What you have to do =
Transcribe every line of the listing below without any deviation.

Given records =
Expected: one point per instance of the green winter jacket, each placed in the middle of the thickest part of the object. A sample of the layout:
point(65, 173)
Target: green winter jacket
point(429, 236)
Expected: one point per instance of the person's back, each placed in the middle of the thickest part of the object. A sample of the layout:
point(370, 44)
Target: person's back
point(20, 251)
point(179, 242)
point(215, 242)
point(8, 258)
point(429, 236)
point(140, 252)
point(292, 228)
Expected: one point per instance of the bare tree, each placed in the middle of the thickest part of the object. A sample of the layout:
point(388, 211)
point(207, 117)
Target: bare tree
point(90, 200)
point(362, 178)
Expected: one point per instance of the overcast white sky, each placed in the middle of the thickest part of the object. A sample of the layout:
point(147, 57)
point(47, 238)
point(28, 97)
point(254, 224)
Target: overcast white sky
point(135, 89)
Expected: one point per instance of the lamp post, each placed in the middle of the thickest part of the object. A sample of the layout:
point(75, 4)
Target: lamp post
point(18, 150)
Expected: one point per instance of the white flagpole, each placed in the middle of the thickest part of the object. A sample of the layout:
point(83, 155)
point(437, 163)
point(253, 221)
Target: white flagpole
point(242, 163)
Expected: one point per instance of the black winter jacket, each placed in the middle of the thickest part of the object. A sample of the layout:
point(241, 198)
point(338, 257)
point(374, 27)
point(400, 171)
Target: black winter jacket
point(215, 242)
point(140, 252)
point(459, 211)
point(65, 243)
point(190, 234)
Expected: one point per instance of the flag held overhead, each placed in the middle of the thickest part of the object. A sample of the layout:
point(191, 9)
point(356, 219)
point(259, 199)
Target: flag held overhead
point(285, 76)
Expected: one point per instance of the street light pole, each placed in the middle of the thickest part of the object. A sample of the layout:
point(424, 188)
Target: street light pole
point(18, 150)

Solution below =
Expected: one point per instance of the green winter jacket, each placed in the middle of the thickest part of the object. A sample of the layout:
point(65, 173)
Target: green winter jacket
point(429, 236)
Expected: one point per instance of the person's back, each placed in the middle of the thickest part of the object. A sample of the layout:
point(370, 44)
Target: person's back
point(20, 251)
point(179, 242)
point(215, 242)
point(8, 258)
point(429, 236)
point(140, 252)
point(292, 228)
Expected: one point per instance of the bare tree, each placed in the middle of the thickest part of the object. A sample of the layout:
point(388, 211)
point(207, 117)
Target: bare tree
point(90, 200)
point(362, 178)
Expected: one point per instance of the overcast white sky, each placed in the middle of the thickest part of the object. A sample of the layout:
point(147, 57)
point(47, 238)
point(28, 97)
point(254, 224)
Target: overcast white sky
point(135, 89)
Expected: one point per instance of the lamp post, each placed in the middle of the thickest part of the object. A sample of the layout:
point(75, 4)
Target: lamp post
point(18, 150)
Expected: one point per instance of the white flagpole, each placed in the middle of the thickest part of the object. A sample of the layout:
point(83, 155)
point(437, 163)
point(253, 221)
Target: white flagpole
point(242, 163)
Expected: one point per instance of the black winter jacket, each placed in the middle of the thickest part of the object. A sample of the layout:
point(241, 198)
point(338, 257)
point(374, 27)
point(400, 171)
Target: black winter jacket
point(215, 242)
point(140, 252)
point(459, 211)
point(65, 243)
point(190, 234)
Expected: one point per instance of the flag held overhead, each placed in the middle of the thickest part of the object. A sample of the layout:
point(191, 9)
point(356, 219)
point(259, 199)
Target: flag held overhead
point(285, 76)
Expected: one point per instance of the street light pole, each placed in the middle of the thickest part of the object. A sample of the layout:
point(424, 188)
Target: street light pole
point(18, 150)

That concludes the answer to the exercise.